→ **Exercise goal**
Extend the news report on Scott Abbott's playoff win at the 2015 Texas Mid-Amateur Championship, starting after its last sentence.

--- START OF Source ---

DALLAS—Scott Abbott on Sunday drained a six-foot birdie putt on the third hole of a sudden death playoff against Scott Loving to win the 2015 Texas Mid-Amateur Championship at Royal Oaks Country Club.
Both Abbott, from Dallas, and Conroe’s Loving finished the 54-hole championship at 2-under-par 211. They entered the final round tied for the lead, and both shot 1-over 72s in the final round. Zach Atkinson from Colleyville, the 2004 Texas Amateur champion, finished a shot out of the playoff at 1-under 212. He missed a 60-foot eagle putt on the final round by six inches and finished alone in third place.
The victory was Abbott’s first TGA major championship; he finished tied for eighth place in the 2014 Texas Mid-Amateur. The 33-year-old elementary school physical education teacher was visibly gassed after the emotional playoff.
“This makes me feel extremely blessed and joyful,” said Abbott, who needed a two-footer for birdie on the 54th hole to force the playoff with Loving. “Going into the tournament, I had very low expectations for myself. That always seems to serve me well.”
Smart course management also served Abbott well. After blowing his drive way right on the third playoff hole, his ball came to rest on a cart path just a few yards from out of bounds stakes. He elected to play his third shot from off of the path rather than take a drop and risk an iffy lie in Royal Oaks’ notoriously thick rough. He successfully punched out through the trees and into the fairway, leaving himself 123 yards from the flagstick.
From there, he spun a high-arcing wedge shot back to six feet. After Loving missed his 15-foot birdie attempt, the stage was set for Abbott. But as he stood over the putt, something didn’t feel right. He backed off, again showing his discipline. When he returned to address the putt, he calmly rolled it in.
“It was a right-to-left breaking putt, and it hung on the left edge,” said Abbott, who in July advanced to the Semifinals of the Texas Mid-Amateur Match Play Championship. “I didn’t make it by much.”
For Loving, the ending was his third bout with heartbreak at the Texas Mid-Amateur. Loving also was tied for the 36-hole lead in 2006 and had a three-shot lead headed into the final round of the 2010 Texas Mid-Amateur. He came away without victories in those instances, too.

--- END OF Source ---
--- START OF Entries supplied ---

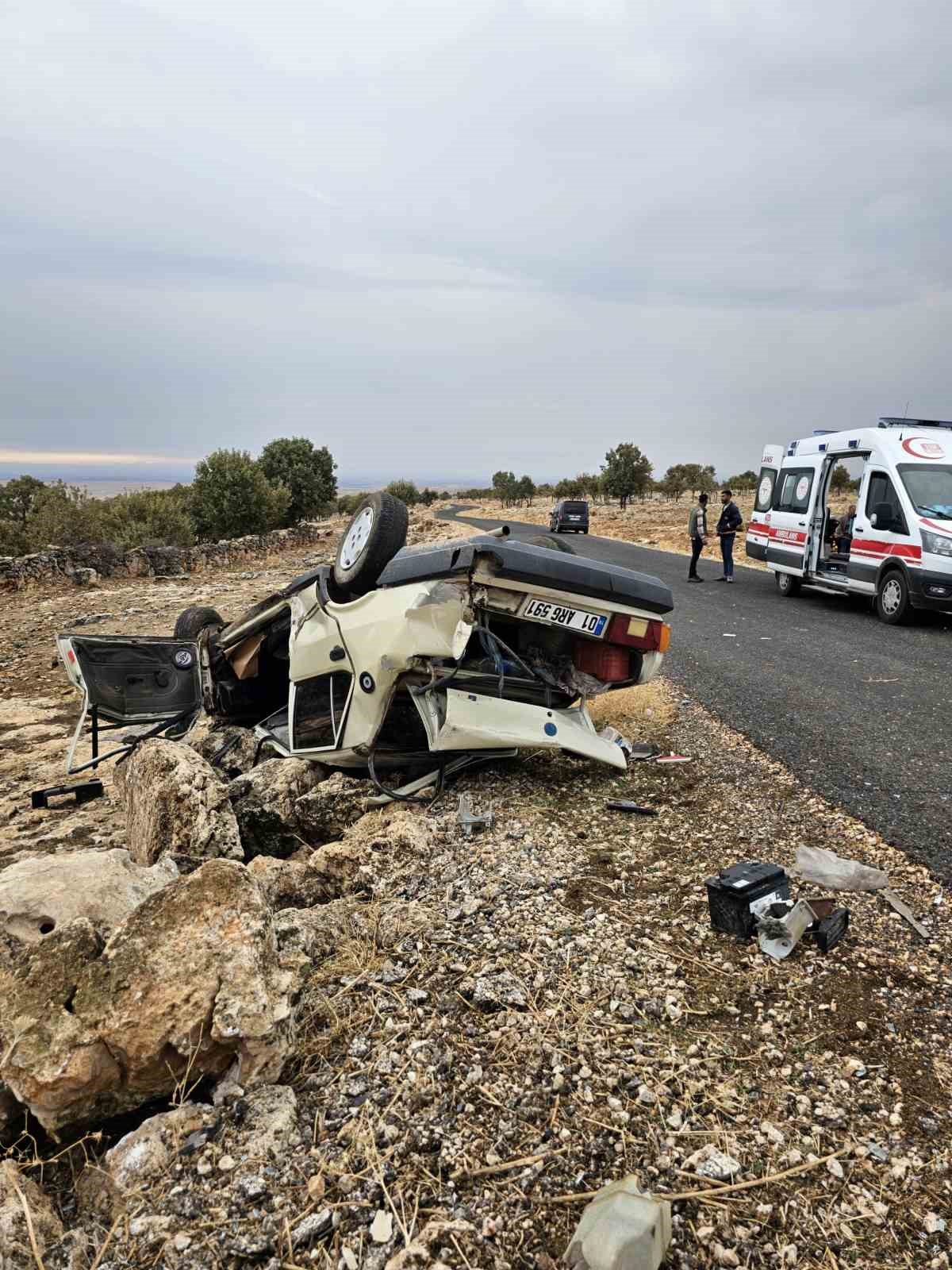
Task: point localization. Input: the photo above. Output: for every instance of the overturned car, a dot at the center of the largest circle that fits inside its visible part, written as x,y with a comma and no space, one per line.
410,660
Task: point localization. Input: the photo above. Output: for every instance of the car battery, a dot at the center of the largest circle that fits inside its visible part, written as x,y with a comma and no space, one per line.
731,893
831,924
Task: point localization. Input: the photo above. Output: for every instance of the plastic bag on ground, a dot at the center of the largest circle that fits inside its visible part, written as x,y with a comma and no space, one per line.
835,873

--- END OF Entries supplied ---
--- START OF Entries supplied ---

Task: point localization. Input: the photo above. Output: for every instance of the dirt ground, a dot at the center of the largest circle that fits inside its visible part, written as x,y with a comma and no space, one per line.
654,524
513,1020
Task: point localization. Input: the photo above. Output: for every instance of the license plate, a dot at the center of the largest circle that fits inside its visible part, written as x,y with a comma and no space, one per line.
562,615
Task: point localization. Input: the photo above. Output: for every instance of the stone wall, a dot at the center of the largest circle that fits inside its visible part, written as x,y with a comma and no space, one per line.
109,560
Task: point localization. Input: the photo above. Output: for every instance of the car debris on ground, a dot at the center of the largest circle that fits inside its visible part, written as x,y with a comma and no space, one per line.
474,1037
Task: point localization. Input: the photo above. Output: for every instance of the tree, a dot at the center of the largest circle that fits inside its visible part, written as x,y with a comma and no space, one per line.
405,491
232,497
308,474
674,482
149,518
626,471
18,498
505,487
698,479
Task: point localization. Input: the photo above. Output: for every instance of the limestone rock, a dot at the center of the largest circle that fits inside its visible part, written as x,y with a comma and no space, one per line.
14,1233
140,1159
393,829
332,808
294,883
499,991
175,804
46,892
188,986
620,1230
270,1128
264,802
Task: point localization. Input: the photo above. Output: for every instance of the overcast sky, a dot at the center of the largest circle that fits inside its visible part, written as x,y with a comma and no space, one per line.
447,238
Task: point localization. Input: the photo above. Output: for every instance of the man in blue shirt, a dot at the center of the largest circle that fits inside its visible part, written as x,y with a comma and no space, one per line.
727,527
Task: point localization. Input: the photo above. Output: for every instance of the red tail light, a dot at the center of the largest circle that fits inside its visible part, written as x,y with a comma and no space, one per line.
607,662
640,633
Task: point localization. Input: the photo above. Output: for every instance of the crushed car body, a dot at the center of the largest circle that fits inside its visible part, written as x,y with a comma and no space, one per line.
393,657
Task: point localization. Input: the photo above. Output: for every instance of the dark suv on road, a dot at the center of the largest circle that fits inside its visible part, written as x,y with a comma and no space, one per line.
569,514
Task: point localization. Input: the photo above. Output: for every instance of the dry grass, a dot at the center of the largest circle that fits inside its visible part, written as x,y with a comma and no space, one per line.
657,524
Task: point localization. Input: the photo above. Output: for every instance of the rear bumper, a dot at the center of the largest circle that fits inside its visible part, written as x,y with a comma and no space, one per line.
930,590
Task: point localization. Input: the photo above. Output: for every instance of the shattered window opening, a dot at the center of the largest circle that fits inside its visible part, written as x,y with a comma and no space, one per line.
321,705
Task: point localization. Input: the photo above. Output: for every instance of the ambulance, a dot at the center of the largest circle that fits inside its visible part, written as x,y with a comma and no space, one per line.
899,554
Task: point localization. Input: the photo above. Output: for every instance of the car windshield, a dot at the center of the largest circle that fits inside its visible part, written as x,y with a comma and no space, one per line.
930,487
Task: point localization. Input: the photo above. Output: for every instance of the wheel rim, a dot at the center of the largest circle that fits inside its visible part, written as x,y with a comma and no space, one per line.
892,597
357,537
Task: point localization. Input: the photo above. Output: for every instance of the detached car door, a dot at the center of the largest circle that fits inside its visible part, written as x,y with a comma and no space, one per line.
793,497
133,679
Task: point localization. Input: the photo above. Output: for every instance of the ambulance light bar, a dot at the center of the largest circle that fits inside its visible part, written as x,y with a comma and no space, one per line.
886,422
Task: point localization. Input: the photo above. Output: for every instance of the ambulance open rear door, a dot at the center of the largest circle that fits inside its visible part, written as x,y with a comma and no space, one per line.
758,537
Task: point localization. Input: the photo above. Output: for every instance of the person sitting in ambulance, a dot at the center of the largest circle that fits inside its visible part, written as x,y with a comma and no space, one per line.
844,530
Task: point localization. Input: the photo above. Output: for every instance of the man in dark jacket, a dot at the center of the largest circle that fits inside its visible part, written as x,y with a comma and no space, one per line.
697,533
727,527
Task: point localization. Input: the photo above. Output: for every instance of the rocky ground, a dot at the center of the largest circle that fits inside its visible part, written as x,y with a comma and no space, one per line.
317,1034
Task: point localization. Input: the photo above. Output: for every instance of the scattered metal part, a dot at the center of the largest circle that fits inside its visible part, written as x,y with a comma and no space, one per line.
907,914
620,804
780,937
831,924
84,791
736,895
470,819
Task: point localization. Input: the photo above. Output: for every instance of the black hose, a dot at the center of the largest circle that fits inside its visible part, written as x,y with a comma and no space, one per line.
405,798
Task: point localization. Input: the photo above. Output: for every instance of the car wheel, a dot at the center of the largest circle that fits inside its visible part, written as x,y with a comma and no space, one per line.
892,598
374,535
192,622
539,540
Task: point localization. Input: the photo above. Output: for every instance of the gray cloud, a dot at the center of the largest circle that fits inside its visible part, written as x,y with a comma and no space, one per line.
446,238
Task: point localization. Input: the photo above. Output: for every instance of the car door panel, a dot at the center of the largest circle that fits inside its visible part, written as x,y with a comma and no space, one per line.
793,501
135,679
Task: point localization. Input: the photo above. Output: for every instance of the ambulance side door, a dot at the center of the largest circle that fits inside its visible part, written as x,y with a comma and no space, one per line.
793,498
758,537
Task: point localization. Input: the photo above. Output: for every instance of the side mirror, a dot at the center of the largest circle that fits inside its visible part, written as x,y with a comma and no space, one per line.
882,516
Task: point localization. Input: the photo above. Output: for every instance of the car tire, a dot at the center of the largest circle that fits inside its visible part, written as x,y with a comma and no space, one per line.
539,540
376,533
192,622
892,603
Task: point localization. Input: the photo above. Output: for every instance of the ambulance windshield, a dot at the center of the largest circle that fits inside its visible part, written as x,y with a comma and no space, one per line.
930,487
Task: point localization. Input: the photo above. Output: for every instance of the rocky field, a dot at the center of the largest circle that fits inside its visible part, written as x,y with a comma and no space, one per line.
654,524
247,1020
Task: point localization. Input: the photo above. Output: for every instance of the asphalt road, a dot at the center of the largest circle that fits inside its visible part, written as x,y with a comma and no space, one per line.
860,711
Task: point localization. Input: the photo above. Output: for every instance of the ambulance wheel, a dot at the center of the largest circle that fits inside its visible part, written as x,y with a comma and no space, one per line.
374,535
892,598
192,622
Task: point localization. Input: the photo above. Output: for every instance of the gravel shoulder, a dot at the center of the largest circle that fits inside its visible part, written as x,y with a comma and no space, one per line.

--- END OF Entries supplied ---

→ **Written response**
For much of the final round, it looked to be Loving’s time.
After birdies on the fifth and sixth holes, he built a three-shot lead through eight holes. His momentum crashed, however, into the wide, stone-walled hazard that dissects the ninth fairway. First Loving hit his tee shot into the hazard; he then took a drop and proceeded to hit his third shot into the creek as well.
“I’ve been playing good this whole year,” he said. “I was calm on the front nine and just made one bad swing on the tee ball on No. 9. When I took my drop, I drew a horrible lie. I fatted that shot, it hit a tree and went back in the hazard.”
When he tapped in for a triple-bogey seven, Abbott, Atkinson and Fort Worth’s Will Osborne all were given new life as Loving’s advantage was trimmed to a single shot. With Atkinson and Houston’s Justin Kaplan playing in the group ahead, Abbott, Loving and Osborne spent the next two hours in a duel between the tree-lined fairways of Royal Oaks’ back nine.
Osborne, who finished tied for fourth place at even-par 213, hit several beautiful iron shots but was routinely let down by his putter. On the day, Osborne missed four birdies inside of six feet.
“I hit good putts,” Osborne said. “Honestly, they just weren’t falling today. The greens were great.”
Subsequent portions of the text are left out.